> [MATERIAL PROVIDED]:
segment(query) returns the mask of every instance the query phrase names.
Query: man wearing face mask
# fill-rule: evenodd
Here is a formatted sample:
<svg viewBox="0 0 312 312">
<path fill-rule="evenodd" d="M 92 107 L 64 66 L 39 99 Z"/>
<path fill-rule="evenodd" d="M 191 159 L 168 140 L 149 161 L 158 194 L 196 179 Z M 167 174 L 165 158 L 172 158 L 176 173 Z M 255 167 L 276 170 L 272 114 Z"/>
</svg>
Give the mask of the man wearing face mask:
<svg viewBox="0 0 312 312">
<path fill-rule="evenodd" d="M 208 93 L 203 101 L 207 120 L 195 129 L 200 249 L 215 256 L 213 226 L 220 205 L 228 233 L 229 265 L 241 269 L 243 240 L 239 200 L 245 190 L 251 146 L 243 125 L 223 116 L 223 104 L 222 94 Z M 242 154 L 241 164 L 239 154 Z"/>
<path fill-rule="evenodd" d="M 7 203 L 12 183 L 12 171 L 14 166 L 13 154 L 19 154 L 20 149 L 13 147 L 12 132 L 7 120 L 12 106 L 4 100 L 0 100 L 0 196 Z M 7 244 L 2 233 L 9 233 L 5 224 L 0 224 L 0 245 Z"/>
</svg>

> [EXERCISE]:
Copy the lines above verbatim.

> [ANSWER TO THIS EXERCISE]:
segment(query) returns the mask of every instance the query phrase names.
Query: man wearing face mask
# fill-rule: evenodd
Here is a formatted sample:
<svg viewBox="0 0 312 312">
<path fill-rule="evenodd" d="M 92 107 L 64 66 L 39 99 Z"/>
<path fill-rule="evenodd" d="M 191 159 L 168 140 L 149 161 L 158 194 L 196 179 Z M 167 174 L 165 158 L 172 158 L 176 173 Z M 255 167 L 276 170 L 272 114 Z"/>
</svg>
Give the mask of the man wearing face mask:
<svg viewBox="0 0 312 312">
<path fill-rule="evenodd" d="M 208 93 L 203 101 L 207 120 L 195 129 L 200 249 L 215 256 L 213 226 L 220 205 L 228 233 L 229 265 L 241 269 L 243 240 L 239 200 L 245 190 L 251 146 L 243 125 L 223 116 L 223 104 L 222 94 Z M 242 154 L 241 164 L 239 154 Z"/>
<path fill-rule="evenodd" d="M 7 203 L 12 183 L 12 171 L 14 166 L 13 154 L 19 154 L 20 149 L 13 147 L 12 132 L 7 120 L 12 106 L 4 100 L 0 100 L 0 196 Z M 7 244 L 2 233 L 9 233 L 5 224 L 0 224 L 0 245 Z"/>
</svg>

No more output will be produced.